[INFORMATION PROVIDED]:
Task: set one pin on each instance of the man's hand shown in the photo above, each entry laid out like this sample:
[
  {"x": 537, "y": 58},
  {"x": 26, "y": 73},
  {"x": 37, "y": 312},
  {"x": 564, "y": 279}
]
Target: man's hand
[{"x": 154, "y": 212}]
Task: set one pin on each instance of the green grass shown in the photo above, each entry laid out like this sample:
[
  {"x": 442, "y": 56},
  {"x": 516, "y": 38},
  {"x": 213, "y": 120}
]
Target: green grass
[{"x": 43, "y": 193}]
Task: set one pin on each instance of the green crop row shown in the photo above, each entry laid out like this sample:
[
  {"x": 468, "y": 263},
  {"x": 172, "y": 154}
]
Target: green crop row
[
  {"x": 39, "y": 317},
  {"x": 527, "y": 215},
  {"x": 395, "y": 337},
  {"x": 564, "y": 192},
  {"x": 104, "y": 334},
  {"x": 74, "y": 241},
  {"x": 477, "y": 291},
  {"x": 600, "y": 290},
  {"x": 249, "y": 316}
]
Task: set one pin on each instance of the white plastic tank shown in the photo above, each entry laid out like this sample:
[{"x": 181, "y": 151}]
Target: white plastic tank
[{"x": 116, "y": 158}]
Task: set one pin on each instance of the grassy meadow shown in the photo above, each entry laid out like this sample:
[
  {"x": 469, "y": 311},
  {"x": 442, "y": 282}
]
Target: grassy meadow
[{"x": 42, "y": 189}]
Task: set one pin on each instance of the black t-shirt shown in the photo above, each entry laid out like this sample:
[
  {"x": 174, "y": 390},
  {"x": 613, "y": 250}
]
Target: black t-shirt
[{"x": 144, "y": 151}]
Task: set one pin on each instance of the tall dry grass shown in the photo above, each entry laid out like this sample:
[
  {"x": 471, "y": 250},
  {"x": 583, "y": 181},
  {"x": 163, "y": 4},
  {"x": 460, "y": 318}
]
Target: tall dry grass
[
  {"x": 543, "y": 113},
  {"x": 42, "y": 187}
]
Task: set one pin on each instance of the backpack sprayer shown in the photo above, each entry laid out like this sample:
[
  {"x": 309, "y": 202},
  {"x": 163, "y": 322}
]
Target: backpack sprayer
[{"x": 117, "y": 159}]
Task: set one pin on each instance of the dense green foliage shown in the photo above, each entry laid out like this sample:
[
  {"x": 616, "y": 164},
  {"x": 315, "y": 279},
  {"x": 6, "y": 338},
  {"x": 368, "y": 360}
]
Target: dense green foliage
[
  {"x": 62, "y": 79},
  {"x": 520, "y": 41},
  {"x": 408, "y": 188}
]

[WHAT IS BEING ASKED]: Starting at the line containing "Task: set one pin on each instance of the backpack" and ending at the last of the rows above, write out every line again. Add 91 to each x and y coordinate in the answer lists, and leave all other numbers as they are.

[TASK ANSWER]:
Task: set one pin on each instance of the backpack sprayer shown in the photo above, each entry laid out like this sample:
[
  {"x": 309, "y": 202},
  {"x": 163, "y": 322}
]
Target: backpack sprayer
[{"x": 208, "y": 250}]
Task: set one pin on each instance of the dense green foliage shown in the photo above, each entry laid out like this sample:
[
  {"x": 616, "y": 164},
  {"x": 315, "y": 279},
  {"x": 6, "y": 338},
  {"x": 368, "y": 360}
]
Target: dense green foliage
[
  {"x": 153, "y": 170},
  {"x": 611, "y": 132},
  {"x": 499, "y": 279}
]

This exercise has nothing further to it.